_INFORMATION PROVIDED_.
* * * * *

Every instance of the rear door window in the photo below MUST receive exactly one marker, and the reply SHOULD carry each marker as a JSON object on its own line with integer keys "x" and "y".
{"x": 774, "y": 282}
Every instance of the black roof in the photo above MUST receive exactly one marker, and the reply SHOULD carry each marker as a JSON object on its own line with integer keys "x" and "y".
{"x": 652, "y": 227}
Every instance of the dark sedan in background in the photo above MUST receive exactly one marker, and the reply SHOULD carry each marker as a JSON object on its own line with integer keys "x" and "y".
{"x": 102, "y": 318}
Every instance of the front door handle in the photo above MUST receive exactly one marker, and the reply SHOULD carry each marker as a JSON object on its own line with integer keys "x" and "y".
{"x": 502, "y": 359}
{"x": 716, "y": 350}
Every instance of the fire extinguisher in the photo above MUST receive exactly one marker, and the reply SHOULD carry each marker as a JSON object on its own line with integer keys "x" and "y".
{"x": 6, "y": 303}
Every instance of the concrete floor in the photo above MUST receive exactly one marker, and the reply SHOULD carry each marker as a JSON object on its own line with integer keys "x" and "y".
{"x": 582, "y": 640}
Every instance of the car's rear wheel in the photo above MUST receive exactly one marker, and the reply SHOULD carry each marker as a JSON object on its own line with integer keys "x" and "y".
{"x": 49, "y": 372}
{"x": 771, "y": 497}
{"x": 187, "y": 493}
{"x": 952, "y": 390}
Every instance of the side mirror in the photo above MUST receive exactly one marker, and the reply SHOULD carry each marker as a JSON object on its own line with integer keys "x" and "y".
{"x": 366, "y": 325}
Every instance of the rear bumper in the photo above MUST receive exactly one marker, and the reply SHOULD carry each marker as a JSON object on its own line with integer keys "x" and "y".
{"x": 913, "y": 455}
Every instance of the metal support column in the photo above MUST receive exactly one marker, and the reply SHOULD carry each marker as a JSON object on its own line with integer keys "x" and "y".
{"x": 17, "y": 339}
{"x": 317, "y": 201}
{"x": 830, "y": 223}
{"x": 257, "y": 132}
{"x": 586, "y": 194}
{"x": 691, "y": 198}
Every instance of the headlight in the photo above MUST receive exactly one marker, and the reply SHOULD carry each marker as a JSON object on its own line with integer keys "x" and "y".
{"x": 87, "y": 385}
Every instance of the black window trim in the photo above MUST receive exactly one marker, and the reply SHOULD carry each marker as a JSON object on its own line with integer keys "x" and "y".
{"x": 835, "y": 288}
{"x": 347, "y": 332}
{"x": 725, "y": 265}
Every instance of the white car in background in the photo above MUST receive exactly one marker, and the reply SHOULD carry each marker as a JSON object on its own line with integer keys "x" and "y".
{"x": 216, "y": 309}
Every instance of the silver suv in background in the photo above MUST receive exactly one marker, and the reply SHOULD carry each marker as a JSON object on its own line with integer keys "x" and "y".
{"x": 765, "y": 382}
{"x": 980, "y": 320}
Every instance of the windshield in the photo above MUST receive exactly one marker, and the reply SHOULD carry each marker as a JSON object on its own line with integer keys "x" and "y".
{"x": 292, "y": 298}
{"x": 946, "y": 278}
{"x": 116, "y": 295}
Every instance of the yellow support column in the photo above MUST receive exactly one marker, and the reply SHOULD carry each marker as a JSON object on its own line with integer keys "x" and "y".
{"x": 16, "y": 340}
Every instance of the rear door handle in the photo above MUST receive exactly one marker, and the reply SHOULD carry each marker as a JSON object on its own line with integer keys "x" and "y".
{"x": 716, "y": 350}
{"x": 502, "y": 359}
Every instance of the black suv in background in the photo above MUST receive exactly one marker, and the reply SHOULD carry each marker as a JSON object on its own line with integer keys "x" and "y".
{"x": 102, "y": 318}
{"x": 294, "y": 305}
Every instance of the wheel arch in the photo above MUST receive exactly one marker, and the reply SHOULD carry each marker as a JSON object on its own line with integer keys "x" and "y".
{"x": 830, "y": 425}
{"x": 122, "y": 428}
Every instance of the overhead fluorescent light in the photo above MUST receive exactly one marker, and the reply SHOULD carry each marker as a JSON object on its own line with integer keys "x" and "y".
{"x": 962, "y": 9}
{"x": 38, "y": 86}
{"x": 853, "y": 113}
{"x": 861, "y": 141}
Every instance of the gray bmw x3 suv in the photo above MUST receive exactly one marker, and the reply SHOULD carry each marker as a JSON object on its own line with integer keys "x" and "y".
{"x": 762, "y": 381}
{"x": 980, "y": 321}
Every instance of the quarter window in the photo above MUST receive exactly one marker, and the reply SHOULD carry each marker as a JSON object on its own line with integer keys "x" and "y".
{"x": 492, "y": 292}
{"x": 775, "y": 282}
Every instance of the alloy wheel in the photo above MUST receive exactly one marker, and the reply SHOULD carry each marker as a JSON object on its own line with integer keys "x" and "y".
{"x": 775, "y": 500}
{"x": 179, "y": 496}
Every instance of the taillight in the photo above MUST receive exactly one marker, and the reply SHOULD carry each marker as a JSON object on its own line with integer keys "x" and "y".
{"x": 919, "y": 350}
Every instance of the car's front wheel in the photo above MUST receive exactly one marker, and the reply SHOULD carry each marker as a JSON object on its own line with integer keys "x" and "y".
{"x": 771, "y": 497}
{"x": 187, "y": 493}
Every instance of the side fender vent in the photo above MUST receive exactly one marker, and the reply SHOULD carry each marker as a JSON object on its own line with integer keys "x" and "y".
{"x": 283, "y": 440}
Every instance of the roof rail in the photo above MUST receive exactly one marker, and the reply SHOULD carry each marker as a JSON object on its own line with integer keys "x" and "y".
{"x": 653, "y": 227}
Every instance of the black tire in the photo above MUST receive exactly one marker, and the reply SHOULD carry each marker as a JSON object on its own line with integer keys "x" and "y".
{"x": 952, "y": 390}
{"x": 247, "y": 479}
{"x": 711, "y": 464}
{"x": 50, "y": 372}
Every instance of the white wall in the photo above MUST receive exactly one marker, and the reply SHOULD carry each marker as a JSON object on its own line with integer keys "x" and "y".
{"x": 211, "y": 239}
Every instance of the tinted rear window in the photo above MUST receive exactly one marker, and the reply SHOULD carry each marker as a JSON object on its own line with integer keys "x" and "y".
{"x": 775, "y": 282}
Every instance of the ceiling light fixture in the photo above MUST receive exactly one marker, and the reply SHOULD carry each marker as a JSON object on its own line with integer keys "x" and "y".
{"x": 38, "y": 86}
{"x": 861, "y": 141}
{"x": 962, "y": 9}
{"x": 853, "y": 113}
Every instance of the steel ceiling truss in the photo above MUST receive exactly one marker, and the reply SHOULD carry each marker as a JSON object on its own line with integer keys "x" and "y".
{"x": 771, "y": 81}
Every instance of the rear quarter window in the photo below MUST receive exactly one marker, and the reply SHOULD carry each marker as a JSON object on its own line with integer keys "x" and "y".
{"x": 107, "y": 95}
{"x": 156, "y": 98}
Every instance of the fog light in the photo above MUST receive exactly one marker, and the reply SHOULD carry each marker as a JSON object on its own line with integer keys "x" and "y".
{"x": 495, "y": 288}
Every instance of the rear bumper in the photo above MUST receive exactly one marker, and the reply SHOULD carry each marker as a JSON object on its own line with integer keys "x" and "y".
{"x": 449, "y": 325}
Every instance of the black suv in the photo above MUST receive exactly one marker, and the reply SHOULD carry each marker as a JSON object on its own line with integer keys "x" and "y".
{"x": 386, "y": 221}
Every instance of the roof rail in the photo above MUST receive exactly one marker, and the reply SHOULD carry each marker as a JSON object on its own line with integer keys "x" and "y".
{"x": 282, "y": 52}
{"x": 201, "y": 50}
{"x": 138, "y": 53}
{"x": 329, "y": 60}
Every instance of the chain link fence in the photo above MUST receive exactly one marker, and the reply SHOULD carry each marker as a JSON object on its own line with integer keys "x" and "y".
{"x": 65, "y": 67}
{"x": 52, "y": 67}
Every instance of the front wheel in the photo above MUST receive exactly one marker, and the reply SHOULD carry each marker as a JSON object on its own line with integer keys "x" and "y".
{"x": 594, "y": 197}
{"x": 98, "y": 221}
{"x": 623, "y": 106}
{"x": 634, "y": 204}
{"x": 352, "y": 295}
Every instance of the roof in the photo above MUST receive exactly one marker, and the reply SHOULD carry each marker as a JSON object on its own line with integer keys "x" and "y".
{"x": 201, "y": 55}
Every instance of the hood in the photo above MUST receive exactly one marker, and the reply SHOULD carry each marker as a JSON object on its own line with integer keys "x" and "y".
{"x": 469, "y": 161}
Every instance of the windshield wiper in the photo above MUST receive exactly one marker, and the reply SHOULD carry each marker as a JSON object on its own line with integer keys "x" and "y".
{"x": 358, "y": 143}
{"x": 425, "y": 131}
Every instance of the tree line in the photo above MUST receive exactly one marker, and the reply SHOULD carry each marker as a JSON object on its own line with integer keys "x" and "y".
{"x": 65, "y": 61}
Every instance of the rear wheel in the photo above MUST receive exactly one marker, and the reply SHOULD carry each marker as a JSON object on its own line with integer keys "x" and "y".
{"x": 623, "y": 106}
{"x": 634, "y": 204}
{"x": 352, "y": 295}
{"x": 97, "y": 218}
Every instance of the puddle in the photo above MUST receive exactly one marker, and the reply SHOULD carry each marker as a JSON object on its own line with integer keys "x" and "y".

* * * * *

_WHAT TO PRODUCE_.
Write out again, exactly, the lines from the one holding "Every instance of the roof in" through the end of the listing, with both ends included.

_THE RESULT_.
Every instance of the roof in the photo above MUST receive exactly one marker, and the reply SHOULD carry each marker as a JSON object on its own line with integer keys "x" and "y".
{"x": 201, "y": 55}
Every instance of the hood in the photo above MUST receive exactly one marker, and the reply SHOULD carry each marker as a JSON object on its own line with integer keys "x" and "y".
{"x": 469, "y": 161}
Every instance of the windshield wiper in the photo above MUST receive exactly one marker, and the reply SHOULD carry each marker as a JSON object on its own line with integer keys "x" and "y".
{"x": 358, "y": 143}
{"x": 425, "y": 131}
Every instance of the tree line in the photo above MUST receive exactly one marker, and the reply SHOULD carry each marker as a JSON object on its own line with integer keys "x" and "y".
{"x": 65, "y": 61}
Every instance of the rear wheel in the photo above MUST receive exactly one marker, and the reply SHOULD carry each marker as a JSON object on its own line with integer keys "x" and "y".
{"x": 623, "y": 106}
{"x": 634, "y": 204}
{"x": 352, "y": 295}
{"x": 97, "y": 218}
Every instance of the puddle in the photo above MUST receive exactly one marker, and the reply SHOULD carry each marker as a JSON object on its own line with integer keys "x" and "y".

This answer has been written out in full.